*Activity 1*
Retype everything in the passage on mandibular fracture surgery from "To our knowledge, this" down to "no major complications.".
*Activity 2*
According to the passage on mandibular fracture surgery, roughly how much of the surgeon's time did plate design take?

*Passage to read*
To our knowledge, this is the first publication describing the use of titanium-milled PSIs in the primary surgical treatment of unilateral, displaced subcondylar mandibular fractures. All surgeries were successful, as virtual reduction provided anatomically accurate fixation plates, and all patients had adequate postoperative occlusion with no major complications.

PSIs were planned based on regular trauma CT scans without a requirement for additional radiological examinations. Plate design took approximately 15 min of the surgeon´s time, and, due to local planning and manufacturing, the implants were manufactured and delivered within 24 h if needed. Therefore, PSI planning and manufacturing did not cause any delays in surgical treatment. The previous literature regarding surgical treatment of mandibular condylar fractures is not univocal in quality or conclusions. The most acknowledged fixation method comprises two plates, of which the posterior is aligned along the compressive strain and the anterior against the tensile strain along the mandibular notch [14, 15]. Other types of stock plates include single stock frame plates, referred to as “three-dimensional anatomical plates”, which may facilitate plate handling during surgery compared with the preeminent two-plate system. Moreover, theoretically, it may provide a more rigid fixation with reduced strain on the surrounding bone [16,17,18], but its clinical significance remains unclear [19]. Therefore, even after thorough finite element analysis (finite element method, FEM), no consensus regarding the best fixation method has been reached [20,21,22].

*Data for review*
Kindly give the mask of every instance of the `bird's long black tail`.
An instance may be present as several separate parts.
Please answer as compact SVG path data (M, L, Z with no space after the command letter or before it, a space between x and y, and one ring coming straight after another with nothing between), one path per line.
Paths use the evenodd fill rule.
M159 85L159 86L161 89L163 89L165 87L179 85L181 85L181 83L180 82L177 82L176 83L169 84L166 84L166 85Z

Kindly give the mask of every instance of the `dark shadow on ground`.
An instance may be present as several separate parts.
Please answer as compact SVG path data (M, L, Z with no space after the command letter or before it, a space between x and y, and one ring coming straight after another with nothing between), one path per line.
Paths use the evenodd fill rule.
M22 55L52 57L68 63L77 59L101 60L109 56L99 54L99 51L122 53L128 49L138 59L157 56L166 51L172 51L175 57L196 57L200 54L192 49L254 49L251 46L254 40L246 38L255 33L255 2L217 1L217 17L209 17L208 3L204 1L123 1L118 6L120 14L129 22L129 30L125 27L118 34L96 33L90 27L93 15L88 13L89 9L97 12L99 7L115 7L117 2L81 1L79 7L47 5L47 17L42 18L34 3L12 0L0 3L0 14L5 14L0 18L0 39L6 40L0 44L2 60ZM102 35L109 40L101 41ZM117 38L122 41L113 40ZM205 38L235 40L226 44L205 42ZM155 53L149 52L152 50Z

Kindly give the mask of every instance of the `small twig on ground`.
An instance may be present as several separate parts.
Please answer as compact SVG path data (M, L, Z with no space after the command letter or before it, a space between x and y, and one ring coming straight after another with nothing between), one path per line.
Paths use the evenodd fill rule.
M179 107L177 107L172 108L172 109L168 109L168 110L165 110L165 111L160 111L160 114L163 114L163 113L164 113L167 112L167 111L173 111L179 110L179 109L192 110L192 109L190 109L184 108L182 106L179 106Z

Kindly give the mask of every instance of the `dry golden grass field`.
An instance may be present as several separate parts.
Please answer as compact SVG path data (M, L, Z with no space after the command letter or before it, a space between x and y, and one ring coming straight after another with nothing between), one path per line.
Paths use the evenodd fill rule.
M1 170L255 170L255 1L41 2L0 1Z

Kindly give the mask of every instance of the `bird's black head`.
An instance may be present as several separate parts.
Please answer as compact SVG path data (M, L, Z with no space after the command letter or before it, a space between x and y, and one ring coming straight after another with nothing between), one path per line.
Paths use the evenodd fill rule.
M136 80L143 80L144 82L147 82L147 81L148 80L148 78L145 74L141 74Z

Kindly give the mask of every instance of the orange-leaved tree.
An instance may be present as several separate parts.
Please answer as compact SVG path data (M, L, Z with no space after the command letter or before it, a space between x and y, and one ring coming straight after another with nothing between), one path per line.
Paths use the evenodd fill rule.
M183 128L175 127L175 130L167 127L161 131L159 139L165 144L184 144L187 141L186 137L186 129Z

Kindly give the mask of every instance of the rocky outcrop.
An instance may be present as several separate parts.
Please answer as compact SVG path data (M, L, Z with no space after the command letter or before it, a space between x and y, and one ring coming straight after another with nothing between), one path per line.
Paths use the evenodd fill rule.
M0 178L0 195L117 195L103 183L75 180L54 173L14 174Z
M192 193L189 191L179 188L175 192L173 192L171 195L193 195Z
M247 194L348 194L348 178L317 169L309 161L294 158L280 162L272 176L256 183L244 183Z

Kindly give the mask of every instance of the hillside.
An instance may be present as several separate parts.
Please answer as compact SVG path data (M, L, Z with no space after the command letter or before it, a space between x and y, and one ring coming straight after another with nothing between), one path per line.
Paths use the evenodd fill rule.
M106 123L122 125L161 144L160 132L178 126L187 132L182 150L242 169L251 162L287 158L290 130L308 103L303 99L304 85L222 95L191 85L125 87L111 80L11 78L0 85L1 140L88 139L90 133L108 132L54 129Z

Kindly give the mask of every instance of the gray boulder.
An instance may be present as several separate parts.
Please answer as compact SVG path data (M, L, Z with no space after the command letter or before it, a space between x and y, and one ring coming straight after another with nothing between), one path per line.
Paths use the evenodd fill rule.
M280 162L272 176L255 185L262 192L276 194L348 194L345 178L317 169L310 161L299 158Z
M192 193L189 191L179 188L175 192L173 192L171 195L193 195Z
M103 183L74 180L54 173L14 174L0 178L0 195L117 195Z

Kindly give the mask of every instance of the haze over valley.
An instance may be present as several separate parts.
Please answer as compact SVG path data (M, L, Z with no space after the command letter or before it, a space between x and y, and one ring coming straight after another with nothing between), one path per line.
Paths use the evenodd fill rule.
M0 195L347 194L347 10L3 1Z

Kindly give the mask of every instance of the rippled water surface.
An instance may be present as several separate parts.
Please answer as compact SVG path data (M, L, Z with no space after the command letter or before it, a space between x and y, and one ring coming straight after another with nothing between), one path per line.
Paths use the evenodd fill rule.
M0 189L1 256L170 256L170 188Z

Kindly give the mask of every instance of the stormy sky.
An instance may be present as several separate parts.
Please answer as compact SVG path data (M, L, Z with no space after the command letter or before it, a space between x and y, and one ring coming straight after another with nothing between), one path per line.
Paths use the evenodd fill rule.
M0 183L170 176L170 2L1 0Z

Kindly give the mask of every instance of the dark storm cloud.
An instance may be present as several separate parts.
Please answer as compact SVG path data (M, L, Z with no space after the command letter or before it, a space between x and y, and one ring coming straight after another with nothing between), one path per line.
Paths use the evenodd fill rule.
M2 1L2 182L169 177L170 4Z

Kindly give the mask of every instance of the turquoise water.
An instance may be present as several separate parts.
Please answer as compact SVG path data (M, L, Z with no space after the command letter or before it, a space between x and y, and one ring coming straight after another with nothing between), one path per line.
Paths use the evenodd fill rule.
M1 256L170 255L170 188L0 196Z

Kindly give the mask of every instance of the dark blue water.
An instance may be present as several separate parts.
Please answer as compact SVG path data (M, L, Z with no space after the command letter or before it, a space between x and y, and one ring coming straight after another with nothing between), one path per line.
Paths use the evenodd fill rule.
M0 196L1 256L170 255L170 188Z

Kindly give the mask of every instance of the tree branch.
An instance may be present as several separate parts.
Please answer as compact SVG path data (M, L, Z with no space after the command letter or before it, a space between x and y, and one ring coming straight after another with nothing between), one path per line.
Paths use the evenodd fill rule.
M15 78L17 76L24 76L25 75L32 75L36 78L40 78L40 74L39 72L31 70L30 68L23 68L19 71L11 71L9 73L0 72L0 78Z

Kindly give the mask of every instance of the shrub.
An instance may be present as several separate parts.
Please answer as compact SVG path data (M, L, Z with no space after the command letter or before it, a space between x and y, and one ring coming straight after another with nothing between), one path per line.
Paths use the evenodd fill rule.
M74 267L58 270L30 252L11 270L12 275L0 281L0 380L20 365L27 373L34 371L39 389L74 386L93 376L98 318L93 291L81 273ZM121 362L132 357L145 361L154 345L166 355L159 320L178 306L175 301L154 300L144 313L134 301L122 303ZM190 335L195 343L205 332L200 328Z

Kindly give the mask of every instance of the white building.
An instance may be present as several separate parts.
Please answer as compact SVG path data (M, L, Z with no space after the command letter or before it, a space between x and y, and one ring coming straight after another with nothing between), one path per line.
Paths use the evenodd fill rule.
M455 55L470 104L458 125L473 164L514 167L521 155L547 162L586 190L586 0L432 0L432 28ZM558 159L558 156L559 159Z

*Written response 1*
To our knowledge, this is the first publication describing the use of titanium-milled PSIs in the primary surgical treatment of unilateral, displaced subcondylar mandibular fractures. All surgeries were successful, as virtual reduction provided anatomically accurate fixation plates, and all patients had adequate postoperative occlusion with no major complications.

*Written response 2*
Approximately 15 minutes.